== Excerpt provided ==

Comment 5 for bug 1996678

Revision history for this message
Michael Sinz (michaelsinz) wrote : Re: 1.5.9-0ubuntu1~20.04.5 sporadic timeouts

Just a note - this seems to be related to the kernel - specifically, we have seen this in Ubuntu 18.04 too with the update to the 5.4.0-1095 kernel from the 5.4.0-1094 kernel.

Same problem that at some point, sometimes minutes sometimes many hours after starting, the kernetes node metrics fail and that is actually due to containerd having problems getting metrics.

They actually do continue to work but change from taking a few milliseconds to taking many seconds to complete which is beyond the timeout for collecting metrics.

We tried changing containerd versions but it did not matter - just the kernel change showed the impact and rolling that back to the 5.4.0-1094 kernel fixed everything.

===
== Data lines ==

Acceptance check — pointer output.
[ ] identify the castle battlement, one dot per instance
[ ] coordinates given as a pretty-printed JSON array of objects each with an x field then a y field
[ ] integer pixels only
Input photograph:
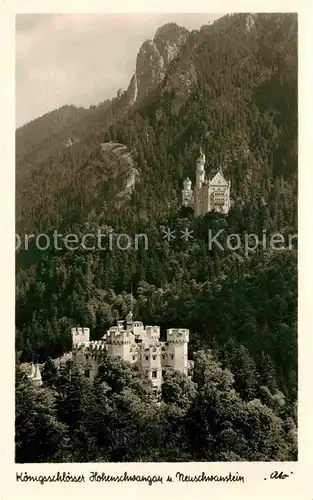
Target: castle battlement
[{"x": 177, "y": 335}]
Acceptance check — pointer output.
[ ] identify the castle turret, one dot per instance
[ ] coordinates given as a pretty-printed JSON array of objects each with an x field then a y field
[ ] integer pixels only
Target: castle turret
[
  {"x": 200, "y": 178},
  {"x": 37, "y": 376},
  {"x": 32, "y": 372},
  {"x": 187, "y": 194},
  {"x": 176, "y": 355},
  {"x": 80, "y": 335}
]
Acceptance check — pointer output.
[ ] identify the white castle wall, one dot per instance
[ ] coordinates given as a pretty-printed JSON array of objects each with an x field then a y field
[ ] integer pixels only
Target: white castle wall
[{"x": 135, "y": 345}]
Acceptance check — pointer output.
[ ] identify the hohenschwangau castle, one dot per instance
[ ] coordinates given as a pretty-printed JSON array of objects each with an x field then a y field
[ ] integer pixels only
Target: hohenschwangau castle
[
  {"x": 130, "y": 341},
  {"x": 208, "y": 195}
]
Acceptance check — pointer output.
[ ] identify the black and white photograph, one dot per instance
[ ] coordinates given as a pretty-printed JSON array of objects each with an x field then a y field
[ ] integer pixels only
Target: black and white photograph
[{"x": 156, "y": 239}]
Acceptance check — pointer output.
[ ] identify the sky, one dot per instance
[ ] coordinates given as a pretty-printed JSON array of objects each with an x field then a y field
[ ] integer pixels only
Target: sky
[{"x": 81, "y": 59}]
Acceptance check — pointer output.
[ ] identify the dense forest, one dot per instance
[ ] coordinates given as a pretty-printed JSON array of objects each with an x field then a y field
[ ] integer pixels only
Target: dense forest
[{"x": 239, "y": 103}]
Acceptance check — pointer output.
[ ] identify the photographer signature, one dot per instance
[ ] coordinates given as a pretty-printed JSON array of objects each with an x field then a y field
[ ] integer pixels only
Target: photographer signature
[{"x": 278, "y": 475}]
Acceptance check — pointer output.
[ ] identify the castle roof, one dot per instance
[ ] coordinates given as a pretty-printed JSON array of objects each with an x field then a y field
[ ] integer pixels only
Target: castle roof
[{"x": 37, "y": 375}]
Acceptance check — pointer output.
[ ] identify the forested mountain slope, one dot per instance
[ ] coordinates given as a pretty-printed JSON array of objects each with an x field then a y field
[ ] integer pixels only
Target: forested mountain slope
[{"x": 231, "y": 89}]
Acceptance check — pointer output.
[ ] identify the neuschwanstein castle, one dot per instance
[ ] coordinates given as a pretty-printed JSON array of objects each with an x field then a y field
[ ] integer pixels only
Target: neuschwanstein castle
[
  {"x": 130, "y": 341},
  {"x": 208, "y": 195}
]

===
== Data lines ==

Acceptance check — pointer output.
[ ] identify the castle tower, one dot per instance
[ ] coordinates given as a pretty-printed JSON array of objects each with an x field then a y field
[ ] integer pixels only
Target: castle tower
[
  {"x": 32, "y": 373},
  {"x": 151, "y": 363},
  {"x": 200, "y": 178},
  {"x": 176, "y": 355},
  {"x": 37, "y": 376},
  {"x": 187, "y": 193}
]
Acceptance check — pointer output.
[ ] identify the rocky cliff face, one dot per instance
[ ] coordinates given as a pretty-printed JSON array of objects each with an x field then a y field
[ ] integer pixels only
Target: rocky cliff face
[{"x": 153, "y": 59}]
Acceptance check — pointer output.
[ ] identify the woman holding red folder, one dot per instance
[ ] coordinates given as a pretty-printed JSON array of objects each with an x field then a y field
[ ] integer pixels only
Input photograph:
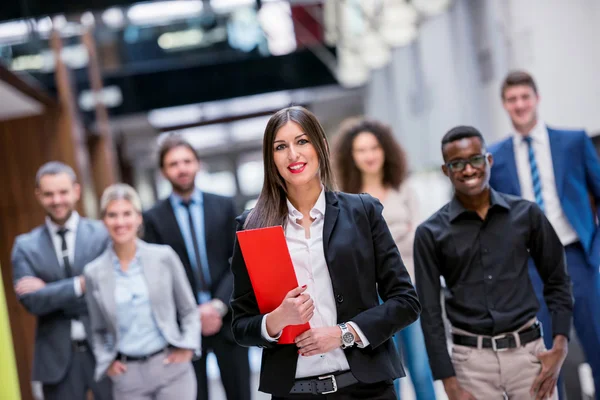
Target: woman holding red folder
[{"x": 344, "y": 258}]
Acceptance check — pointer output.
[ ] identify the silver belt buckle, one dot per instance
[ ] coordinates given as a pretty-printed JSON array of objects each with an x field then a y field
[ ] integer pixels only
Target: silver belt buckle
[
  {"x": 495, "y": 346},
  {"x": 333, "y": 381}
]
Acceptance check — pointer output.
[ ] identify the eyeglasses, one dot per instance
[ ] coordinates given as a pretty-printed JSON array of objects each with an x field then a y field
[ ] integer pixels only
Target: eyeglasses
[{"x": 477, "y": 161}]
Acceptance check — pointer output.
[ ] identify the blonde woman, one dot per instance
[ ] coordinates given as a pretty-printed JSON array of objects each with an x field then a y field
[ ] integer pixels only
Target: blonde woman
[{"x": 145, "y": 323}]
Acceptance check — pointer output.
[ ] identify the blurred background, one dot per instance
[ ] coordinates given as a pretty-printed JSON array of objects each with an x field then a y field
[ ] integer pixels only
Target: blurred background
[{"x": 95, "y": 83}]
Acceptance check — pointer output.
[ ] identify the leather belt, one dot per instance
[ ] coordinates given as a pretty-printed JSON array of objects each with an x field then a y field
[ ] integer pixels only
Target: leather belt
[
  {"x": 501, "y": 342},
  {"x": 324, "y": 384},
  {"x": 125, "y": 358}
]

===

Required tasks =>
[1] In the bug comment about sporadic timeouts, which kernel did rolling back to restore everything?
[2] Write a continuation of the bug comment about containerd metrics timeouts, picking up after its last sentence.
The records are not needed.

Written responses =>
[1] The 5.4.0-1094 kernel.

[2]
Note that the 5.4.0-1095 update has a massive change list: https://launchpad.net/ubuntu/+source/linux-azure-5.4/5.4.0-1095.101~18.04.1

It may be that the cgroup change is involved (https://bugs.launchpad.net/ubuntu/+source/linux/+bug/1988584) but I don't yet know if that is true. It may be something with IPC that is actually the problem. Have not gotten a chance to debug the kernel yet (been busy dealing with our services and rolling back the kernel update)